* [Records]
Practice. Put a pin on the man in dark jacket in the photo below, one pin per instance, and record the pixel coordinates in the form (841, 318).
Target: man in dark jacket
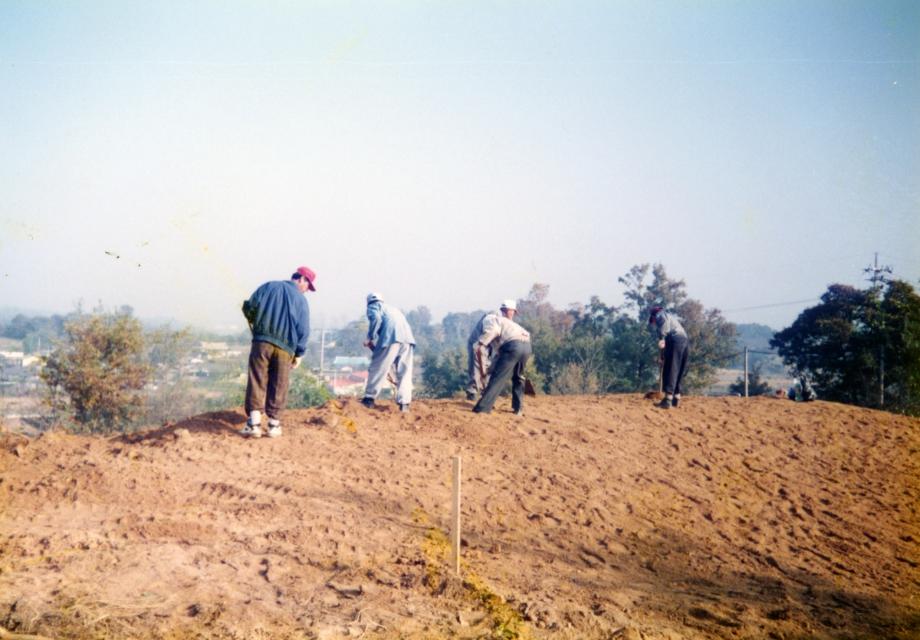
(673, 340)
(279, 317)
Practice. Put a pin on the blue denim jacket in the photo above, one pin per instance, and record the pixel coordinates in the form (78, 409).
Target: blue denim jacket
(278, 313)
(387, 325)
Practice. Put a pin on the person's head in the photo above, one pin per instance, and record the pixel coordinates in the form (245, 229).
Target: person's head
(303, 278)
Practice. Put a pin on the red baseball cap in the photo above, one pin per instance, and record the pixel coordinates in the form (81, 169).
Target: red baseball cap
(307, 272)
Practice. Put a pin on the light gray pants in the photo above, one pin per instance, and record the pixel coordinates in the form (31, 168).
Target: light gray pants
(476, 379)
(396, 360)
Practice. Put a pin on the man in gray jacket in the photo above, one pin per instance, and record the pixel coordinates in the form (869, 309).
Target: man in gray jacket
(480, 358)
(673, 340)
(390, 337)
(509, 344)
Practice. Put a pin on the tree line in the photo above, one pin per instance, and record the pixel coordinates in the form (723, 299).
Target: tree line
(859, 346)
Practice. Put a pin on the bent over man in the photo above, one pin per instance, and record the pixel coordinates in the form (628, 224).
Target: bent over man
(479, 359)
(279, 317)
(390, 337)
(511, 342)
(673, 339)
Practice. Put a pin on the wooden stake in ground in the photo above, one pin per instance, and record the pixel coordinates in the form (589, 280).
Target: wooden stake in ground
(455, 519)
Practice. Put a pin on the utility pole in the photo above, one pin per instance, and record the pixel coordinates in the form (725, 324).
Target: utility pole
(322, 351)
(745, 372)
(878, 277)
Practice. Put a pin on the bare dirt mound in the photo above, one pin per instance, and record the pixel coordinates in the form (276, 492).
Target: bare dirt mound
(590, 517)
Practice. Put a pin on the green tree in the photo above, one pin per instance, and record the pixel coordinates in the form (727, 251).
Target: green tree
(98, 371)
(844, 344)
(757, 386)
(169, 397)
(711, 336)
(306, 390)
(444, 375)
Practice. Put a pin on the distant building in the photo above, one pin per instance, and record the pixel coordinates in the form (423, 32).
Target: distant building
(351, 362)
(349, 383)
(13, 358)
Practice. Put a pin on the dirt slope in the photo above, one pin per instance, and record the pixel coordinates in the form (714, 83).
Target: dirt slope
(590, 517)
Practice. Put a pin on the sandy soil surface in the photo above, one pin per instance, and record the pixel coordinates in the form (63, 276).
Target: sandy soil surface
(589, 517)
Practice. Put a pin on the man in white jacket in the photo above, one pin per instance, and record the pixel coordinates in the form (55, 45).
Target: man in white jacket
(509, 344)
(390, 337)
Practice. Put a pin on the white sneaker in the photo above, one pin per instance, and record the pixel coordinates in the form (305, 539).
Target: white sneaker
(252, 431)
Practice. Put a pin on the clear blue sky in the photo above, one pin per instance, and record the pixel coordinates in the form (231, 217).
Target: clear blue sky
(451, 154)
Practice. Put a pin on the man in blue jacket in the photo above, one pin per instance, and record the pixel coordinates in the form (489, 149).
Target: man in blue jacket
(390, 337)
(279, 317)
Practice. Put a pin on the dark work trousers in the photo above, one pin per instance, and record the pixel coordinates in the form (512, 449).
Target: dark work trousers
(512, 357)
(676, 354)
(269, 375)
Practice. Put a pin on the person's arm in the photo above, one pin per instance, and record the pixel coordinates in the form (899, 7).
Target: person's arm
(491, 328)
(375, 321)
(303, 331)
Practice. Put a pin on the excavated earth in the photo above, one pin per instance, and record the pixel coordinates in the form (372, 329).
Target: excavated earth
(589, 517)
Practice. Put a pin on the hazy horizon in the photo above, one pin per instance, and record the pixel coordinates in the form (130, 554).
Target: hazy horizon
(173, 157)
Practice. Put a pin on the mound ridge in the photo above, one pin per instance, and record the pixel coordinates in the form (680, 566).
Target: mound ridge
(589, 517)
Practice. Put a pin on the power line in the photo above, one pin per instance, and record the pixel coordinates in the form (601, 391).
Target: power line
(775, 304)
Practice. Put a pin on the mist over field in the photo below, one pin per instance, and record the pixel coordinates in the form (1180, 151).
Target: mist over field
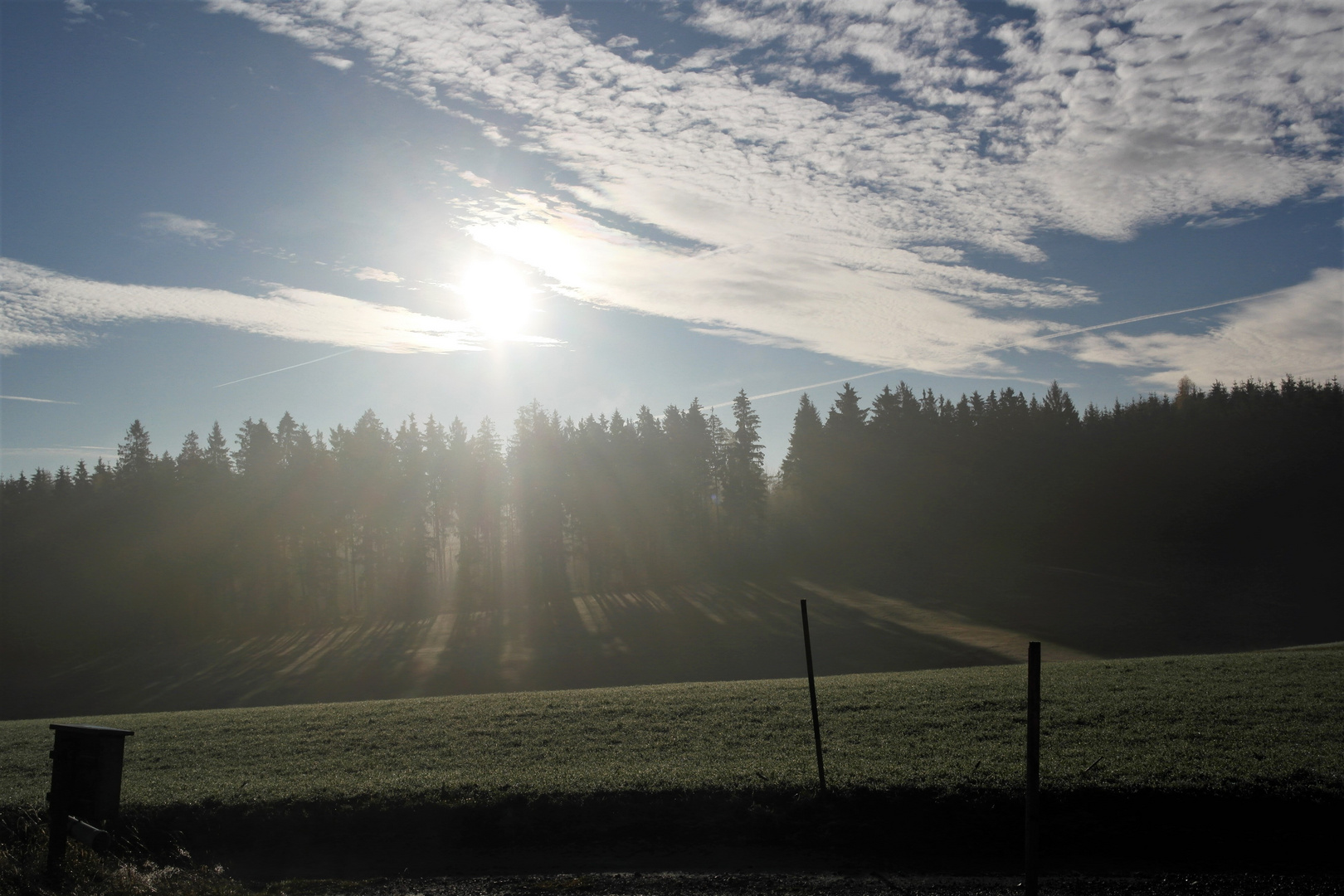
(446, 433)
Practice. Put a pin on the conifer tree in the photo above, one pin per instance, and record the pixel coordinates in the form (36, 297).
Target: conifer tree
(134, 455)
(217, 451)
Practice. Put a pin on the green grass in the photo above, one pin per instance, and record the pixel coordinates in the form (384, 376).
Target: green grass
(1237, 724)
(1226, 762)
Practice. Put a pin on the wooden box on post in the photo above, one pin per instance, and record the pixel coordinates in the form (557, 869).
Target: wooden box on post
(85, 786)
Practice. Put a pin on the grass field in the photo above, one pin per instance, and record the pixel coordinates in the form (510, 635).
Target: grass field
(1233, 730)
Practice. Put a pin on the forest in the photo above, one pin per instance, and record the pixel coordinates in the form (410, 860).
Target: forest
(284, 527)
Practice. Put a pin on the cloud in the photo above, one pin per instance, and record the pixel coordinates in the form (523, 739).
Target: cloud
(335, 62)
(373, 273)
(836, 162)
(41, 401)
(1298, 329)
(42, 308)
(164, 223)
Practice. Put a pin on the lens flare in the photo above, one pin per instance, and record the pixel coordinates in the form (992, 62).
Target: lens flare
(498, 299)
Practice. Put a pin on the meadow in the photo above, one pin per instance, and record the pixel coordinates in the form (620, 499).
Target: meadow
(1198, 758)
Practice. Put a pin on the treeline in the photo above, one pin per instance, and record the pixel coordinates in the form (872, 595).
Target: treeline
(1203, 479)
(284, 525)
(290, 527)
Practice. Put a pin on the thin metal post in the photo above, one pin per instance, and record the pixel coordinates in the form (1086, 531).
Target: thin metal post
(1032, 857)
(812, 691)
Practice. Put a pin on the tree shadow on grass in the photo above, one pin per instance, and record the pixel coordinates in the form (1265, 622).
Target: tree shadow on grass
(714, 631)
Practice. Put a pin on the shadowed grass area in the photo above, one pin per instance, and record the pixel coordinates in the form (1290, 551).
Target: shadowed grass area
(668, 763)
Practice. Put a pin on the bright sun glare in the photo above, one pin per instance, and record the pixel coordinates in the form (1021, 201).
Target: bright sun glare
(498, 299)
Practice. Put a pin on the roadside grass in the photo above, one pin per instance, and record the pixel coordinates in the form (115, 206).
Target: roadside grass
(1214, 730)
(1250, 723)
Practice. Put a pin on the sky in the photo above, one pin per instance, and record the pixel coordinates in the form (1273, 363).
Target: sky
(234, 208)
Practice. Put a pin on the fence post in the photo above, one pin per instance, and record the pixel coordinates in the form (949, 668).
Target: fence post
(1032, 857)
(812, 692)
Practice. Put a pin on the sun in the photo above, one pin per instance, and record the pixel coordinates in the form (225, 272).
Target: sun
(498, 299)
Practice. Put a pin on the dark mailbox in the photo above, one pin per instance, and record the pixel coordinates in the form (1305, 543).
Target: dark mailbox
(85, 786)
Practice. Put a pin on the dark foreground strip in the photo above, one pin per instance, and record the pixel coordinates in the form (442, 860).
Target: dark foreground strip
(821, 884)
(884, 830)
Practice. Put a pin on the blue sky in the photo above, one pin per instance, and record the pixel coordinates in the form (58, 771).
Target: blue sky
(465, 207)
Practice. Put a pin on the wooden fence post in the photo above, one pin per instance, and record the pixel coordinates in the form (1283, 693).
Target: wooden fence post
(812, 691)
(1032, 857)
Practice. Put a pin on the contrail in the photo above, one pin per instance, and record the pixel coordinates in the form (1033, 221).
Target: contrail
(999, 348)
(279, 370)
(1129, 320)
(41, 401)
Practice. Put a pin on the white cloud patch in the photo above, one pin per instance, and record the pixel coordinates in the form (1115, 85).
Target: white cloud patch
(1298, 329)
(42, 308)
(164, 223)
(375, 275)
(335, 62)
(835, 207)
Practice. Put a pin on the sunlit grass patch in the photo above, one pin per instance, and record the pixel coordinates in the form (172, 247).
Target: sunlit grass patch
(1262, 723)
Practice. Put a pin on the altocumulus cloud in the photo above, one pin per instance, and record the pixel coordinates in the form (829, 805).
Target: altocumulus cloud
(41, 308)
(834, 210)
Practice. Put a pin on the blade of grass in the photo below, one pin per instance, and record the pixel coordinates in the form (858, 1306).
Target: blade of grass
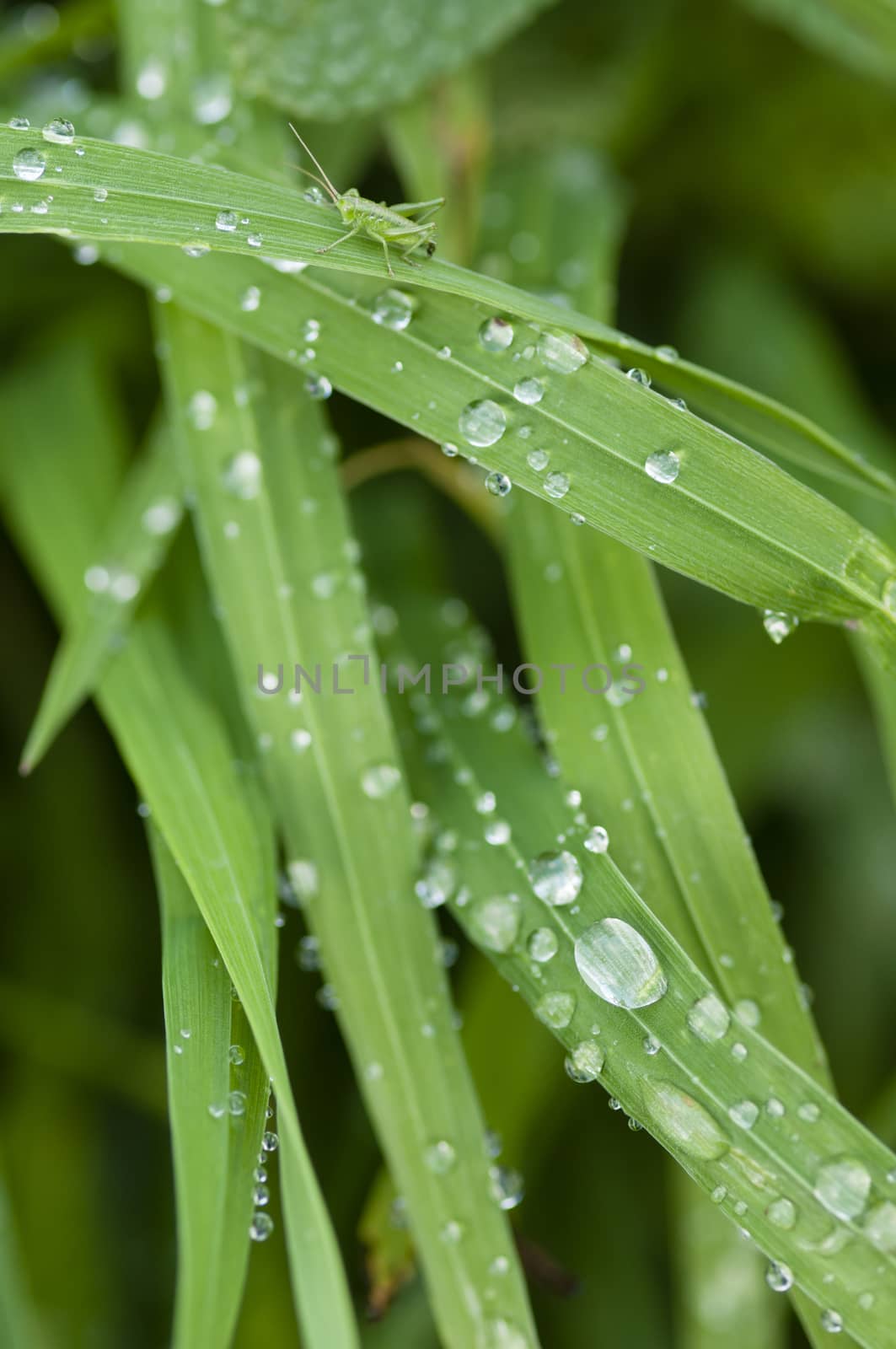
(791, 551)
(287, 586)
(116, 193)
(748, 1124)
(128, 555)
(180, 755)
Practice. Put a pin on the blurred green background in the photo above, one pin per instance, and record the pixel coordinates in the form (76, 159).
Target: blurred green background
(763, 195)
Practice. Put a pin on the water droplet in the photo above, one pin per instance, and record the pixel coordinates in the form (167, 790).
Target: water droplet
(556, 1009)
(781, 1213)
(507, 1187)
(482, 422)
(496, 334)
(663, 465)
(529, 391)
(543, 944)
(440, 1158)
(563, 352)
(498, 485)
(683, 1121)
(779, 1276)
(880, 1225)
(201, 409)
(556, 877)
(584, 1062)
(379, 780)
(260, 1227)
(319, 388)
(494, 923)
(619, 965)
(393, 309)
(162, 516)
(743, 1113)
(29, 165)
(709, 1018)
(597, 840)
(242, 476)
(556, 485)
(842, 1187)
(779, 625)
(60, 132)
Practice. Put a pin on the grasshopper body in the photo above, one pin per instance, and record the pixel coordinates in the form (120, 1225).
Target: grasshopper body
(408, 226)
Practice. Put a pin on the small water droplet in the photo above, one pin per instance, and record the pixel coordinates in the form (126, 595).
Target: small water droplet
(440, 1158)
(597, 840)
(379, 780)
(584, 1062)
(496, 334)
(779, 625)
(498, 485)
(528, 391)
(482, 422)
(556, 1009)
(260, 1227)
(393, 309)
(543, 944)
(842, 1187)
(663, 465)
(563, 352)
(556, 485)
(620, 965)
(556, 877)
(709, 1018)
(29, 165)
(60, 132)
(494, 922)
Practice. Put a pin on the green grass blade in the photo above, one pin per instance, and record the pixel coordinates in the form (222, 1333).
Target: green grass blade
(790, 551)
(158, 199)
(287, 584)
(748, 1124)
(182, 760)
(128, 555)
(215, 1151)
(301, 62)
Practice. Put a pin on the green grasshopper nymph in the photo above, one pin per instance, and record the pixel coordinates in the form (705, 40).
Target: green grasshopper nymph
(406, 226)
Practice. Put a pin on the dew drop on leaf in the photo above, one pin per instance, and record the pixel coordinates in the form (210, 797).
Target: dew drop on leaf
(620, 965)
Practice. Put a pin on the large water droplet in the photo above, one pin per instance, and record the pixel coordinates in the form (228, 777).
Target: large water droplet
(842, 1187)
(619, 965)
(556, 1009)
(709, 1018)
(482, 422)
(663, 465)
(29, 165)
(494, 923)
(496, 334)
(563, 352)
(682, 1121)
(556, 877)
(393, 309)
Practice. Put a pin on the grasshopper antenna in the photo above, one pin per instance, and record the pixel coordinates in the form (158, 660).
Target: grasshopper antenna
(325, 181)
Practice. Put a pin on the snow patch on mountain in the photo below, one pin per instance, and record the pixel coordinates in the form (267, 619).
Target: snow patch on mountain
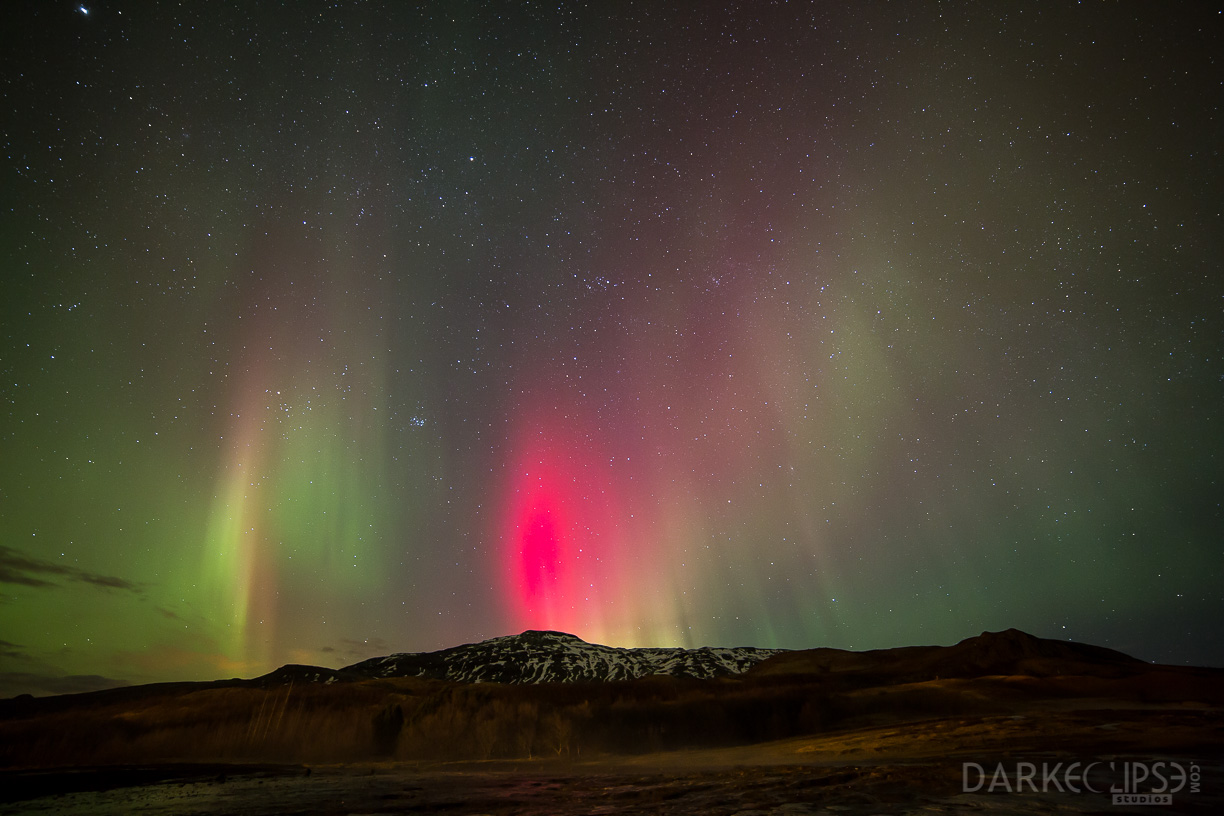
(558, 657)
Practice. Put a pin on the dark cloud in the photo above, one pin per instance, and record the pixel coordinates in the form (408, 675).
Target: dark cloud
(14, 683)
(20, 569)
(358, 650)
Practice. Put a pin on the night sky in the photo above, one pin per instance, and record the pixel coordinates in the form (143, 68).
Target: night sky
(335, 330)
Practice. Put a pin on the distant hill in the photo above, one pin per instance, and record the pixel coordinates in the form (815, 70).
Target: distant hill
(1010, 652)
(551, 694)
(557, 657)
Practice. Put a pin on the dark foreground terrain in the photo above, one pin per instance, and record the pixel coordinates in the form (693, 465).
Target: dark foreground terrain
(1003, 723)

* [Instructions for the task] Scan the lines above for "Practice. Put a pin on the person's head" and for "Practice. Put a pin on the wooden stake". Repeat exactly the line holding each of them and every line in between.

* [Response area]
Practice. Put a pin on the person's head in the photo above, one pin per instance, and record the pixel coordinates in the form (245, 229).
Target: person's head
(303, 278)
Practice. Put a pin on the red baseball cap in the photo above, one pin per instance, and record the pixel coordinates in the form (81, 169).
Target: red baseball cap
(307, 272)
Practice. Put a pin on the light gray pants in the photo above, one pin per instance, and record the pixel coordinates in the form (31, 168).
Target: light gray pants
(476, 379)
(396, 360)
Practice. Put a pin on the man in gray jacket in the photo above, one pin per instance, and record the pixel coordinates in the form (869, 309).
Target: man in gray jacket
(480, 358)
(673, 340)
(390, 337)
(509, 344)
Practice. Put a pin on the tree line in the photo above, one pin per instance, and record the pixel coordinates in the form (723, 299).
Target: tree line
(859, 346)
Practice. Put a pin on the bent over man in the photo above, one pin per instance, and record the pixel coordinates in the form (628, 224).
Target: bent over man
(479, 359)
(279, 317)
(390, 337)
(511, 342)
(673, 339)
Practice. Put a pin on the wooden stake in ground in the photo above, one pin per instance, and record the pixel coordinates in the form (589, 280).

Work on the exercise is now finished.